* What is needed *
Locate each line of the material that contains the word "young", and copy every such line. Treat the match as case-sensitive.

* Supplied material *

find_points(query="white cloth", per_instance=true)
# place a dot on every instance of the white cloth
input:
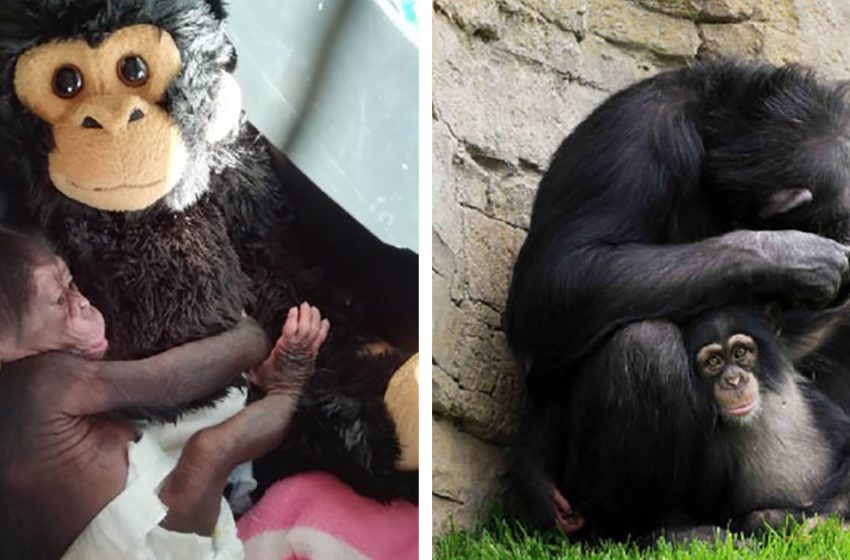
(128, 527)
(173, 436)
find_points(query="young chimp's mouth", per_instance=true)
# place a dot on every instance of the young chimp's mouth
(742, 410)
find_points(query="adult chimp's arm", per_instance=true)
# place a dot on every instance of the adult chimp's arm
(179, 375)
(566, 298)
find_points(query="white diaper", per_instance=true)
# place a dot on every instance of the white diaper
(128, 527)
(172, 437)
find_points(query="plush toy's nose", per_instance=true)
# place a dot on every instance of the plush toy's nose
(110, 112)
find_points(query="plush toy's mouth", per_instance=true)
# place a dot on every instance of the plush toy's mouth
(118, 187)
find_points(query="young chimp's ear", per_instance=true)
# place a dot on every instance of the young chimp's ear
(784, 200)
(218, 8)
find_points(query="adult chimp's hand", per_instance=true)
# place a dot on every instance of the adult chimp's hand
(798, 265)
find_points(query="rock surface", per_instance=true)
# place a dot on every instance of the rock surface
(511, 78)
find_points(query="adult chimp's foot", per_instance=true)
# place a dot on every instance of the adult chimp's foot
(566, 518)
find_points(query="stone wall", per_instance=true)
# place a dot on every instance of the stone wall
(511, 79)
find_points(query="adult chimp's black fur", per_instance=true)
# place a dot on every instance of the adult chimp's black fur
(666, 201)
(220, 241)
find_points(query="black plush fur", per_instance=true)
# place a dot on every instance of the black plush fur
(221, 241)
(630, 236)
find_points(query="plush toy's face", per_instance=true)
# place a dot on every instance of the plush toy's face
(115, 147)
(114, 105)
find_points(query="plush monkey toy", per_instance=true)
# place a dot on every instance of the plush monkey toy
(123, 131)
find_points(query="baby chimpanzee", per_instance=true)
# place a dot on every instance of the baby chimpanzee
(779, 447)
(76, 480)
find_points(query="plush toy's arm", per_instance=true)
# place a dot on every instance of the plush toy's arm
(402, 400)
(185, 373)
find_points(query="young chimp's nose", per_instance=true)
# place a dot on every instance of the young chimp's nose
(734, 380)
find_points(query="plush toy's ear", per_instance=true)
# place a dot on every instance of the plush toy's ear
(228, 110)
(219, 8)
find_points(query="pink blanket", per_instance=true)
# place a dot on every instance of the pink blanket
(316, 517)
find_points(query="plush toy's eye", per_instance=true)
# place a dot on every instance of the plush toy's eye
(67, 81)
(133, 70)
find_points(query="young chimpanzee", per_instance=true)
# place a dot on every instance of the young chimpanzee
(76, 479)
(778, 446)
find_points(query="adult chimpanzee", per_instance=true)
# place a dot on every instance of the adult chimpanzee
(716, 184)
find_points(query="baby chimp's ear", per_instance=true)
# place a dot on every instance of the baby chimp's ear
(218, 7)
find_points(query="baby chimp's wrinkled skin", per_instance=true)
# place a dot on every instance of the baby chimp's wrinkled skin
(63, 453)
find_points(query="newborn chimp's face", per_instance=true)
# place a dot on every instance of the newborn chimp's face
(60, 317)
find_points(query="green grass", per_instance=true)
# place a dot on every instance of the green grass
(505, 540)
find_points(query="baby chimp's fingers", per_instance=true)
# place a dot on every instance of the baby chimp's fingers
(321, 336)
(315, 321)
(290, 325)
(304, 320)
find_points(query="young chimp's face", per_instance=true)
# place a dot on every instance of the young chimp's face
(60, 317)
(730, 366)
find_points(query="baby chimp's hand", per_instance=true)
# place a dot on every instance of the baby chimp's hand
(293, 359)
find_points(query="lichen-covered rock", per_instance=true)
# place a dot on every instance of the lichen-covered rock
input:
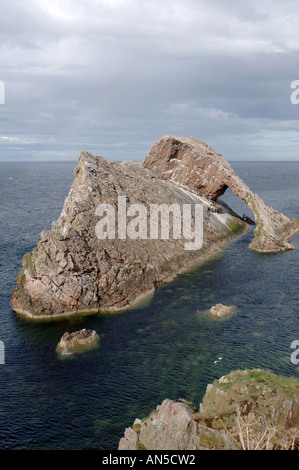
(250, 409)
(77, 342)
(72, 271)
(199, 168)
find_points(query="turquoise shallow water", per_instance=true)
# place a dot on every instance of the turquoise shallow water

* The response *
find_points(query="young chimp's mouth", per_instance=true)
# place a dot on every instance of the young chimp's mouth
find_points(query="young chimp's ear", per_instance=true)
# place a dot on every instance of the young chimp's ear
find_points(query="young chimp's nose", per_instance=true)
# place a dot on every instance of the young chimp's nose
find_points(query="young chimpanzee", per_instance=true)
# place a dot on every instance of the young chimpanzee
find_points(query="young chimp's face", per_instance=true)
# place a dot on every instance of the young chimp's face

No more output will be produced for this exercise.